Selected excerpt:
━━━━━━━━━━━━━━━━━━━━

In supporting the Healthy Active Arkansas plan, Hutchinson said that having a healthier workforce can help attract businesses to the state and lower health care costs for businesses.
Meanwhile, Arkansans can improve their lives by taking better care of their health, he said.
"Arkansans sometimes have bad habits through tradition or just not understanding what needs to be done or not having the ability to have an annual checkup, but they want to have a healthy lifestyle," Hutchinson said. "We need to provide the means, encouragement, the leadership, so that they can have the quality of life that they each desire."
The Healthy Active Arkansas plan calls on individuals, government agencies, businesses and other organizations to focus attention and action on nine areas, including promoting healthier food and active lifestyles, reducing consumption of sugary drinks, and offering more workplace wellness programs.

━━━━━━━━━━━━━━━━━━━━

(Collected data)
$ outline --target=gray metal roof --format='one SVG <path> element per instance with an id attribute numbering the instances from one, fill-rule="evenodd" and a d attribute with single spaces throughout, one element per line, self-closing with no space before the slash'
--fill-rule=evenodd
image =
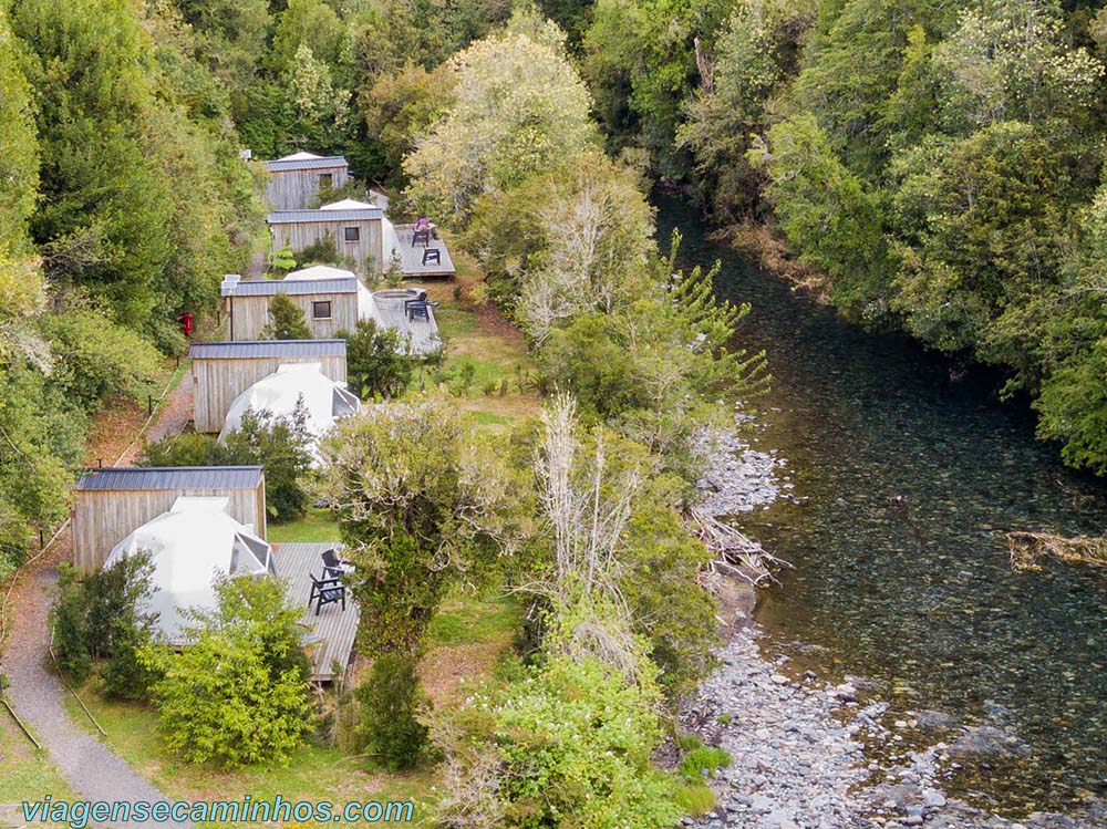
<path id="1" fill-rule="evenodd" d="M 288 173 L 293 169 L 332 169 L 334 167 L 348 167 L 345 156 L 329 155 L 324 158 L 293 158 L 284 160 L 277 158 L 266 162 L 266 169 L 270 173 Z"/>
<path id="2" fill-rule="evenodd" d="M 345 356 L 345 340 L 239 340 L 194 342 L 193 360 L 250 360 L 286 356 Z"/>
<path id="3" fill-rule="evenodd" d="M 124 466 L 86 469 L 76 489 L 254 489 L 260 466 Z"/>
<path id="4" fill-rule="evenodd" d="M 229 289 L 223 289 L 224 297 L 228 293 L 236 297 L 276 297 L 278 293 L 302 297 L 307 293 L 356 292 L 356 279 L 244 279 Z"/>
<path id="5" fill-rule="evenodd" d="M 360 207 L 349 210 L 277 210 L 266 218 L 270 225 L 301 225 L 307 222 L 372 221 L 384 217 L 380 207 Z"/>

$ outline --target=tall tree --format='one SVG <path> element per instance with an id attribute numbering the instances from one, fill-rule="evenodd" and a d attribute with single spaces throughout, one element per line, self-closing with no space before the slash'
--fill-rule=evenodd
<path id="1" fill-rule="evenodd" d="M 482 194 L 515 186 L 596 143 L 588 90 L 562 44 L 560 33 L 544 42 L 506 33 L 453 59 L 454 105 L 404 162 L 422 211 L 461 221 Z"/>

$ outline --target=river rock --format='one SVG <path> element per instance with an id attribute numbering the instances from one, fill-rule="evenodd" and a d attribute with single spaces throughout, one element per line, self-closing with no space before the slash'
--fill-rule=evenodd
<path id="1" fill-rule="evenodd" d="M 1016 735 L 995 725 L 966 726 L 953 740 L 950 752 L 959 757 L 1025 757 L 1030 754 Z"/>
<path id="2" fill-rule="evenodd" d="M 919 727 L 924 730 L 941 730 L 953 727 L 953 717 L 944 711 L 920 711 L 914 718 L 919 723 Z"/>

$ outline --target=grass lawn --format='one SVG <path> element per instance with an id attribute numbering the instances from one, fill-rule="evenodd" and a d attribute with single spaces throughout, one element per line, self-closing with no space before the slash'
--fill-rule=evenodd
<path id="1" fill-rule="evenodd" d="M 44 752 L 39 752 L 19 729 L 8 709 L 0 706 L 0 826 L 11 820 L 22 825 L 22 810 L 11 811 L 24 800 L 72 798 L 73 790 Z"/>
<path id="2" fill-rule="evenodd" d="M 323 543 L 339 540 L 338 525 L 331 520 L 329 512 L 322 509 L 311 509 L 298 521 L 288 524 L 270 522 L 266 530 L 270 543 Z"/>
<path id="3" fill-rule="evenodd" d="M 331 540 L 338 536 L 338 527 L 319 510 L 299 521 L 272 525 L 269 531 L 269 540 L 273 542 Z M 495 682 L 497 667 L 514 652 L 519 625 L 520 611 L 510 598 L 463 591 L 447 597 L 431 624 L 430 647 L 420 665 L 424 687 L 436 712 L 458 705 L 467 688 Z M 432 787 L 437 779 L 434 767 L 393 774 L 374 767 L 364 757 L 346 756 L 337 748 L 319 745 L 302 747 L 287 768 L 259 766 L 226 771 L 184 764 L 166 753 L 157 730 L 157 713 L 152 707 L 107 701 L 92 688 L 85 688 L 81 696 L 107 732 L 105 739 L 112 750 L 179 800 L 241 800 L 245 795 L 255 801 L 276 795 L 293 802 L 413 800 L 417 825 L 426 818 L 433 799 Z M 75 723 L 94 730 L 72 698 L 66 704 Z M 42 779 L 41 776 L 35 779 L 31 794 L 41 790 Z M 4 800 L 2 786 L 0 783 L 0 801 Z"/>
<path id="4" fill-rule="evenodd" d="M 518 329 L 495 307 L 469 299 L 483 279 L 472 260 L 458 251 L 454 261 L 456 281 L 426 284 L 430 298 L 439 303 L 435 320 L 444 360 L 438 366 L 422 366 L 412 385 L 446 390 L 482 429 L 504 432 L 537 414 L 541 405 L 535 362 Z"/>

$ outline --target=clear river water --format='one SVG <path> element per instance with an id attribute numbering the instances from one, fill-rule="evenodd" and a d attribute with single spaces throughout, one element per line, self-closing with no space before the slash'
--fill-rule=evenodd
<path id="1" fill-rule="evenodd" d="M 762 590 L 772 646 L 872 681 L 893 709 L 1010 729 L 1028 754 L 963 760 L 951 790 L 1018 815 L 1107 797 L 1107 571 L 1013 572 L 1004 533 L 1107 530 L 1107 487 L 1035 441 L 994 376 L 955 382 L 942 357 L 866 333 L 793 292 L 659 196 L 658 238 L 682 263 L 723 263 L 717 294 L 753 305 L 765 349 L 756 448 L 786 463 L 795 499 L 741 517 L 795 564 Z M 1107 382 L 1107 379 L 1105 379 Z"/>

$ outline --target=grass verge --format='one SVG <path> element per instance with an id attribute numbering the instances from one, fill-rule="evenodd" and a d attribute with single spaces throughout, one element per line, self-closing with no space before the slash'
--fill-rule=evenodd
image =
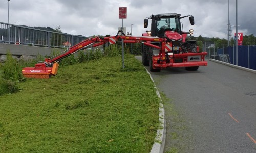
<path id="1" fill-rule="evenodd" d="M 132 56 L 61 67 L 0 96 L 0 152 L 148 152 L 159 100 Z"/>

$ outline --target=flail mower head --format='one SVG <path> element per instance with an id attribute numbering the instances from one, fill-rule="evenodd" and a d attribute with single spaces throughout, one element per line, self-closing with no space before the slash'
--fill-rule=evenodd
<path id="1" fill-rule="evenodd" d="M 22 69 L 22 74 L 26 78 L 49 78 L 52 75 L 56 75 L 58 72 L 59 64 L 56 62 L 52 67 L 48 67 L 46 63 L 36 64 L 35 67 L 25 67 Z"/>

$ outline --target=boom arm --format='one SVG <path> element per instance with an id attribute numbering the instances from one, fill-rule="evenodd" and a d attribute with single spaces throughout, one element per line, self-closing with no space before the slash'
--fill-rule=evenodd
<path id="1" fill-rule="evenodd" d="M 119 33 L 121 33 L 122 35 L 118 35 Z M 50 58 L 45 59 L 44 62 L 41 62 L 40 63 L 36 64 L 35 67 L 25 67 L 23 68 L 22 70 L 23 74 L 27 78 L 49 78 L 52 75 L 56 75 L 58 67 L 58 62 L 62 59 L 90 46 L 95 47 L 104 44 L 108 42 L 110 44 L 115 44 L 118 40 L 120 39 L 123 39 L 124 43 L 139 43 L 144 41 L 160 42 L 163 42 L 164 41 L 164 39 L 157 37 L 126 36 L 122 31 L 119 31 L 117 35 L 115 36 L 107 37 L 97 37 L 86 39 L 58 55 Z M 150 43 L 144 43 L 144 44 L 158 49 L 160 49 L 159 46 Z"/>

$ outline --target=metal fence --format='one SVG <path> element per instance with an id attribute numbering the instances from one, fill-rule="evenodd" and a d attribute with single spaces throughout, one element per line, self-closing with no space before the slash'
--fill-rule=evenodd
<path id="1" fill-rule="evenodd" d="M 238 46 L 237 65 L 256 70 L 256 46 Z M 206 42 L 203 44 L 203 50 L 207 52 L 207 57 L 228 54 L 230 64 L 237 65 L 236 61 L 236 46 L 232 45 L 216 44 Z"/>
<path id="2" fill-rule="evenodd" d="M 223 47 L 218 49 L 218 54 L 228 54 L 231 64 L 236 65 L 236 46 Z M 238 65 L 256 70 L 256 46 L 238 46 Z"/>
<path id="3" fill-rule="evenodd" d="M 0 43 L 46 47 L 69 48 L 86 38 L 82 36 L 0 22 Z"/>

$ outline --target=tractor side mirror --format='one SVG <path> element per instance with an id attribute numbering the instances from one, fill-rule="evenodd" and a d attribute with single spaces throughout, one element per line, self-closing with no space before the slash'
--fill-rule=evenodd
<path id="1" fill-rule="evenodd" d="M 148 20 L 145 19 L 144 20 L 144 28 L 147 28 L 148 26 Z"/>
<path id="2" fill-rule="evenodd" d="M 189 17 L 189 21 L 190 22 L 191 25 L 195 24 L 195 20 L 194 19 L 194 16 L 191 16 Z"/>

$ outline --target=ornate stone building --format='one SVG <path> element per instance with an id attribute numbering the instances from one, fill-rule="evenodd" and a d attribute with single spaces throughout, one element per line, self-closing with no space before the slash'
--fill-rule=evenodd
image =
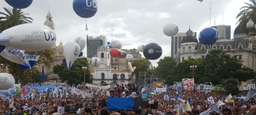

━━━━━━━━━━━━━━━━━━━━

Required actions:
- a) For each statement, say yes or no on whether it agrees with the text on the Healthy Active Arkansas plan, and quote the deciding words: (i) The plan directs attention to nine areas. (ii) Hutchinson said a healthier workforce can raise health care costs for businesses. (iii) The plan calls only on government agencies to act.
- b) Turn the paragraph of the Healthy Active Arkansas text that begins "The Healthy Active Arkansas plan calls on" into a short list that keeps its main facts.
The records have no connection to the text on the Healthy Active Arkansas plan.

Completed exercise:
- a)
(i) Yes: "focus attention and action on nine areas"
(ii) No: "lower health care costs for businesses"
(iii) No: "calls on individuals, government agencies, businesses and other organizations"

- b)
- Called on: individuals, government agencies, businesses and other organizations
- Focus: attention and action on nine areas, including:
  - promoting healthier food and active lifestyles
  - reducing consumption of sugary drinks
  - offering more workplace wellness programs